Stored items
§
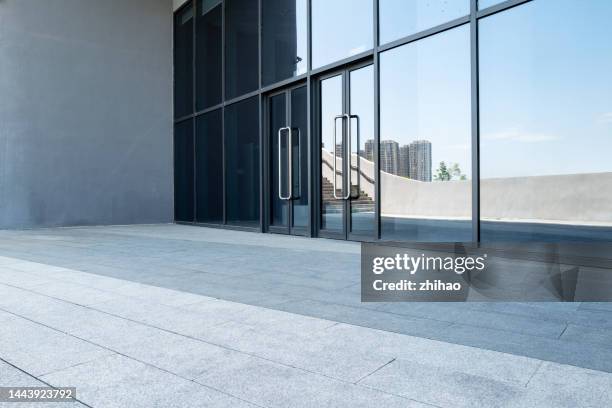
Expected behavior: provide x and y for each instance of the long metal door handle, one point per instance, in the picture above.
(358, 157)
(280, 165)
(299, 169)
(335, 152)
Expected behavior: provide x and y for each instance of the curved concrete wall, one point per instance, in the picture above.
(581, 199)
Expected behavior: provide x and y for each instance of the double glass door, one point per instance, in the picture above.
(347, 171)
(288, 161)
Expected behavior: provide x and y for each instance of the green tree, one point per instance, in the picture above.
(448, 173)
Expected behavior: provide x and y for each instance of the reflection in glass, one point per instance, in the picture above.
(209, 168)
(241, 47)
(340, 29)
(183, 171)
(208, 55)
(183, 62)
(278, 171)
(242, 162)
(425, 133)
(399, 18)
(284, 39)
(332, 211)
(546, 122)
(363, 178)
(299, 128)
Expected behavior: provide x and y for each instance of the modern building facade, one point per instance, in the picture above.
(282, 111)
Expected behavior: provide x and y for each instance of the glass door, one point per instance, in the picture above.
(288, 162)
(347, 154)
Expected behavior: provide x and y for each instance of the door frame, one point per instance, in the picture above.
(267, 170)
(345, 234)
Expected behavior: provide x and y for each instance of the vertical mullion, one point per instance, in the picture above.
(223, 159)
(475, 119)
(377, 190)
(193, 100)
(260, 99)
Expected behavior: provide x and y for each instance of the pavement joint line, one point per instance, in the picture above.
(534, 373)
(40, 380)
(375, 371)
(186, 336)
(564, 330)
(123, 355)
(78, 364)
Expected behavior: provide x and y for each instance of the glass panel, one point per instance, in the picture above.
(284, 39)
(363, 178)
(488, 3)
(399, 18)
(241, 47)
(332, 212)
(183, 171)
(278, 120)
(299, 125)
(242, 162)
(546, 122)
(340, 29)
(208, 56)
(209, 168)
(425, 159)
(183, 62)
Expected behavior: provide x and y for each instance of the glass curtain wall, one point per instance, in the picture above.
(485, 108)
(546, 122)
(425, 133)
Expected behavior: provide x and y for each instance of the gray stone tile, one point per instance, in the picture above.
(309, 351)
(180, 355)
(38, 349)
(484, 363)
(119, 382)
(518, 324)
(21, 279)
(441, 387)
(268, 384)
(581, 334)
(73, 293)
(165, 317)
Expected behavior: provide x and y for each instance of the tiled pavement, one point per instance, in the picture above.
(176, 316)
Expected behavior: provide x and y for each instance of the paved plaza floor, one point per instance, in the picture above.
(180, 316)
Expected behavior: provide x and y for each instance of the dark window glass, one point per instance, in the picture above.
(362, 164)
(278, 169)
(183, 171)
(241, 47)
(299, 146)
(399, 18)
(208, 55)
(425, 139)
(546, 122)
(284, 39)
(209, 168)
(340, 29)
(242, 162)
(183, 62)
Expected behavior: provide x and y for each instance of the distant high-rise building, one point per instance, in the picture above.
(420, 160)
(404, 161)
(389, 156)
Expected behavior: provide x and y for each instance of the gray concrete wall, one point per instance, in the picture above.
(85, 112)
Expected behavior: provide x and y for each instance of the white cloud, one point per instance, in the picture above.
(520, 136)
(606, 117)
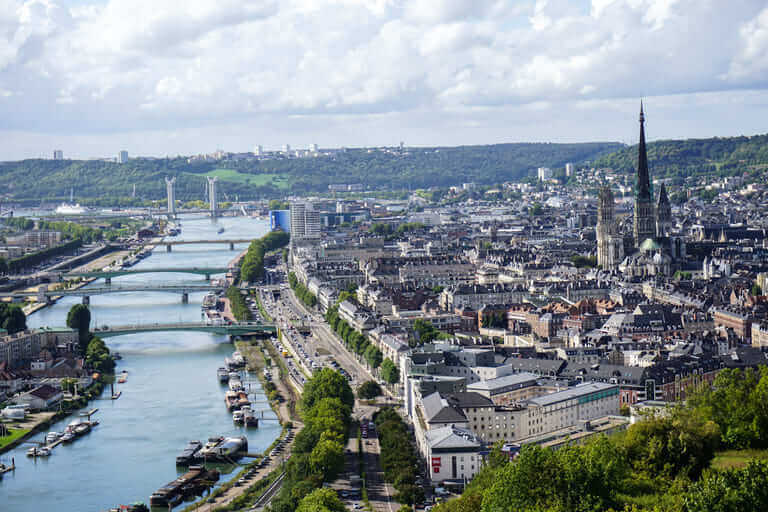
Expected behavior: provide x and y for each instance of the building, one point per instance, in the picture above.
(212, 203)
(305, 221)
(453, 454)
(170, 192)
(280, 219)
(610, 246)
(544, 173)
(569, 407)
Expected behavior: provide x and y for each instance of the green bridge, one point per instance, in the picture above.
(236, 329)
(109, 274)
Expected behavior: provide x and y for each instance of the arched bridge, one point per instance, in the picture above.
(236, 329)
(109, 274)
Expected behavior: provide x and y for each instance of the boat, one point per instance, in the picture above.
(83, 428)
(193, 482)
(222, 448)
(230, 398)
(40, 451)
(52, 437)
(249, 418)
(188, 455)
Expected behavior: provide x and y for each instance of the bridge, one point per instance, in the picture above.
(109, 274)
(235, 329)
(43, 294)
(231, 241)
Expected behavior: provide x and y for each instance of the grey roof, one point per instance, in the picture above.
(499, 384)
(571, 393)
(453, 438)
(438, 410)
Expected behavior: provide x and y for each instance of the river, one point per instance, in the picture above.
(172, 394)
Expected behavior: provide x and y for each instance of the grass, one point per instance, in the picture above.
(276, 180)
(737, 458)
(16, 433)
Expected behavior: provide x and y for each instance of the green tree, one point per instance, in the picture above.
(389, 371)
(327, 459)
(369, 390)
(321, 500)
(326, 383)
(12, 318)
(79, 318)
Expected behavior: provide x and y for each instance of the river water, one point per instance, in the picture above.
(172, 394)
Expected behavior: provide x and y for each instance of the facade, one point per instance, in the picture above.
(280, 219)
(170, 192)
(305, 221)
(569, 407)
(610, 246)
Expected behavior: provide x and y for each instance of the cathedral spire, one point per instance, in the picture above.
(643, 180)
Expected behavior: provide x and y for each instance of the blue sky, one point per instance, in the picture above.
(184, 77)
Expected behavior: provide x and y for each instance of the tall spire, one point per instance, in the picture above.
(643, 181)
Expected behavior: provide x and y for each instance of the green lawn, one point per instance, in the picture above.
(15, 434)
(277, 180)
(737, 458)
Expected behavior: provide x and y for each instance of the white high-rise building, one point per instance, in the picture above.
(171, 193)
(213, 205)
(544, 173)
(305, 221)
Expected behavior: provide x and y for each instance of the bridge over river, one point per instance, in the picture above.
(235, 329)
(43, 294)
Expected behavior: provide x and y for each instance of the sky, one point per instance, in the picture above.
(167, 77)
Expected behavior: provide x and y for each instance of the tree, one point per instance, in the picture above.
(12, 318)
(321, 500)
(326, 383)
(327, 459)
(79, 318)
(389, 371)
(369, 389)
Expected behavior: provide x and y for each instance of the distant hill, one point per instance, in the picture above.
(51, 180)
(681, 158)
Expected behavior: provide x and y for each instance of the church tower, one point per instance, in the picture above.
(663, 214)
(644, 221)
(610, 248)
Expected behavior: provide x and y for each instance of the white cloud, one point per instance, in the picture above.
(128, 64)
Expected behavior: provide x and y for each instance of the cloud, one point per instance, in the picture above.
(123, 65)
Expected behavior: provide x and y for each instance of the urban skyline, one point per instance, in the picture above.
(432, 73)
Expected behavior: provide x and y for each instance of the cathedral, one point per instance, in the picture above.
(652, 248)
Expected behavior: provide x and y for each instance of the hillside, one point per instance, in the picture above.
(680, 158)
(51, 180)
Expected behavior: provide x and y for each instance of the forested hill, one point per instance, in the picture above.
(417, 168)
(726, 156)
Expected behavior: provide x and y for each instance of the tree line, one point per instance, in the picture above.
(252, 265)
(318, 450)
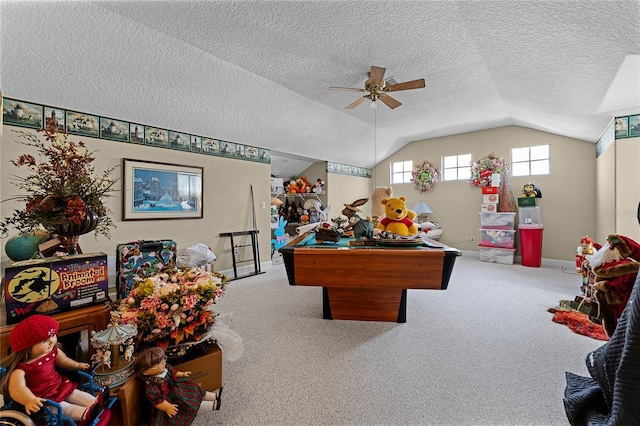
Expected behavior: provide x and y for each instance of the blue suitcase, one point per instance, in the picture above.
(142, 259)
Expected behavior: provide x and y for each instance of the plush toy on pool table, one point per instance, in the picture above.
(398, 219)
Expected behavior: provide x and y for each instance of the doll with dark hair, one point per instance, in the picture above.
(32, 375)
(175, 397)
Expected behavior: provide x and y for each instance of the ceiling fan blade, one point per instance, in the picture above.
(347, 89)
(413, 84)
(377, 74)
(390, 102)
(356, 103)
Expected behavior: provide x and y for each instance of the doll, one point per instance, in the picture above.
(32, 377)
(176, 399)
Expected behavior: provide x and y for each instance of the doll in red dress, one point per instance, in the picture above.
(32, 376)
(176, 399)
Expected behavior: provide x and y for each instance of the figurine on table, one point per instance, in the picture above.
(175, 397)
(362, 228)
(530, 190)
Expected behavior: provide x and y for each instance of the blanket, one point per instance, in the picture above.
(610, 396)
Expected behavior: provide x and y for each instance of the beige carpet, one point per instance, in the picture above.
(483, 352)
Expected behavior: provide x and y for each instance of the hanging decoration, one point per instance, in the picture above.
(425, 176)
(482, 169)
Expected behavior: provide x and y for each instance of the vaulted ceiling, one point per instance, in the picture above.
(258, 72)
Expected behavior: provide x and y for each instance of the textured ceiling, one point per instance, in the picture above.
(257, 72)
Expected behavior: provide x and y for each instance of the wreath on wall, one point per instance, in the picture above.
(482, 169)
(425, 176)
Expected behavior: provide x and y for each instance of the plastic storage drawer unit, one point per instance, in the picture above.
(490, 220)
(496, 255)
(502, 238)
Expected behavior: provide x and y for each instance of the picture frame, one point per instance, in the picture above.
(621, 127)
(115, 130)
(180, 141)
(154, 136)
(196, 143)
(210, 146)
(79, 123)
(20, 113)
(153, 190)
(57, 113)
(136, 133)
(634, 126)
(227, 149)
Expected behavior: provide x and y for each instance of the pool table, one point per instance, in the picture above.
(367, 283)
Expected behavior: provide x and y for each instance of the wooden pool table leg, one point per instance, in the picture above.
(364, 304)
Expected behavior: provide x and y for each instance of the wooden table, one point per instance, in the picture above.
(91, 318)
(367, 283)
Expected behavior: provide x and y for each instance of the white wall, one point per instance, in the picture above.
(568, 194)
(226, 199)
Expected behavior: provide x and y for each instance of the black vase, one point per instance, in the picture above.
(68, 233)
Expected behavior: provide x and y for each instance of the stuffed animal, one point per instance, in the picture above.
(304, 186)
(377, 207)
(398, 219)
(530, 190)
(615, 269)
(292, 188)
(318, 187)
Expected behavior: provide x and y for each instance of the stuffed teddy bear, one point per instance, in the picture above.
(398, 219)
(377, 207)
(530, 190)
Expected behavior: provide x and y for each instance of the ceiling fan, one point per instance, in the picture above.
(377, 88)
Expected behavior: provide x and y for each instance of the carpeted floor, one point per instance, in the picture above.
(578, 323)
(484, 353)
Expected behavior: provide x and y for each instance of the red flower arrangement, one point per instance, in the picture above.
(482, 169)
(61, 189)
(173, 307)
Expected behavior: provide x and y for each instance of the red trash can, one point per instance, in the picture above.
(531, 244)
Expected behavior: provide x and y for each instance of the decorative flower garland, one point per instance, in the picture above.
(482, 169)
(425, 176)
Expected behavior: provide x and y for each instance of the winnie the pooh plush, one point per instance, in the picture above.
(398, 219)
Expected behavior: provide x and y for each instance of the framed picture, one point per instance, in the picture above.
(21, 113)
(154, 190)
(79, 123)
(114, 129)
(179, 141)
(622, 127)
(55, 114)
(210, 146)
(264, 155)
(251, 153)
(634, 126)
(227, 149)
(136, 133)
(156, 137)
(196, 143)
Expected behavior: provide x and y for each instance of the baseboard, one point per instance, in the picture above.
(566, 264)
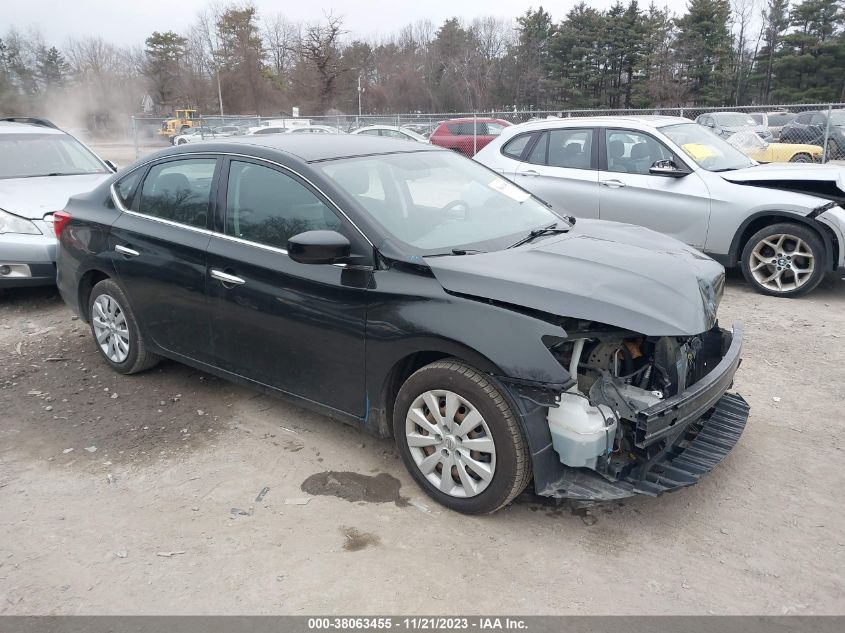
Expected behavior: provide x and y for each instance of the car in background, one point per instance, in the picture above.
(467, 136)
(773, 120)
(262, 130)
(754, 147)
(811, 127)
(391, 131)
(194, 135)
(726, 123)
(40, 168)
(783, 224)
(227, 130)
(413, 293)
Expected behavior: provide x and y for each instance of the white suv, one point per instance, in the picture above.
(784, 224)
(40, 168)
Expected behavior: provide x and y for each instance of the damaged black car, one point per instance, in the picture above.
(416, 294)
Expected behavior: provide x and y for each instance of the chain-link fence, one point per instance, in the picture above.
(776, 133)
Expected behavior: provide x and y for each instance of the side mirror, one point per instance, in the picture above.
(667, 168)
(318, 247)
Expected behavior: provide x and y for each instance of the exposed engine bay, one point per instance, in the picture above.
(600, 422)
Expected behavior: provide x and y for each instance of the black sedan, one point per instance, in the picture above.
(414, 293)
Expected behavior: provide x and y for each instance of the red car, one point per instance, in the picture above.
(467, 136)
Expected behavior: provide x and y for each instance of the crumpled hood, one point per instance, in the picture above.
(618, 274)
(33, 198)
(824, 181)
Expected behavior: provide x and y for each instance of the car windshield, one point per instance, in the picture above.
(31, 155)
(705, 148)
(734, 120)
(434, 202)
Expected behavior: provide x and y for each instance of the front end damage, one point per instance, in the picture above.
(643, 415)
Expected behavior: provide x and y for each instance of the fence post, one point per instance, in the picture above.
(825, 157)
(135, 137)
§
Work to complete:
Reproduce word for word everything from the line containing "of the damaged" down to the last line of the records.

Finished exercise:
Expected behavior: provide x and y for each instance of the damaged black car, one point per instance, in the picture above.
(416, 294)
Expected behavior: provide x and y for each instance of the chain-link fence, one point per instance, in the picture above.
(776, 133)
Expected behavior: provide x and y for each instance of the side mirror, one point per instance, in the picture above.
(667, 168)
(318, 247)
Expected behavior: provide x and y for each instance of the exposed engine bay, one point per instance, in the picture above.
(600, 422)
Expected behavior: provide x and y for each instance of the black sedan, one point per instance, in the picture above.
(414, 293)
Expected behavior: provide x and y for each instance of the red car, one point per instance, in the picture above.
(467, 136)
Expected behavior: provide x and y for each instance of the crumpled hood, one point per instance, in the picture above.
(618, 274)
(33, 198)
(824, 181)
Expected behavior: provide x and y for each instance of the car windshield, one point per instance, in the picture above.
(31, 155)
(705, 148)
(734, 120)
(434, 202)
Expected behavior: provide x and y for each instance of the front end damage, one point per instance, in the picture above.
(643, 415)
Expected behavior: provide x and y for each instance of the fence post, one point per instance, in the picture above.
(825, 157)
(135, 137)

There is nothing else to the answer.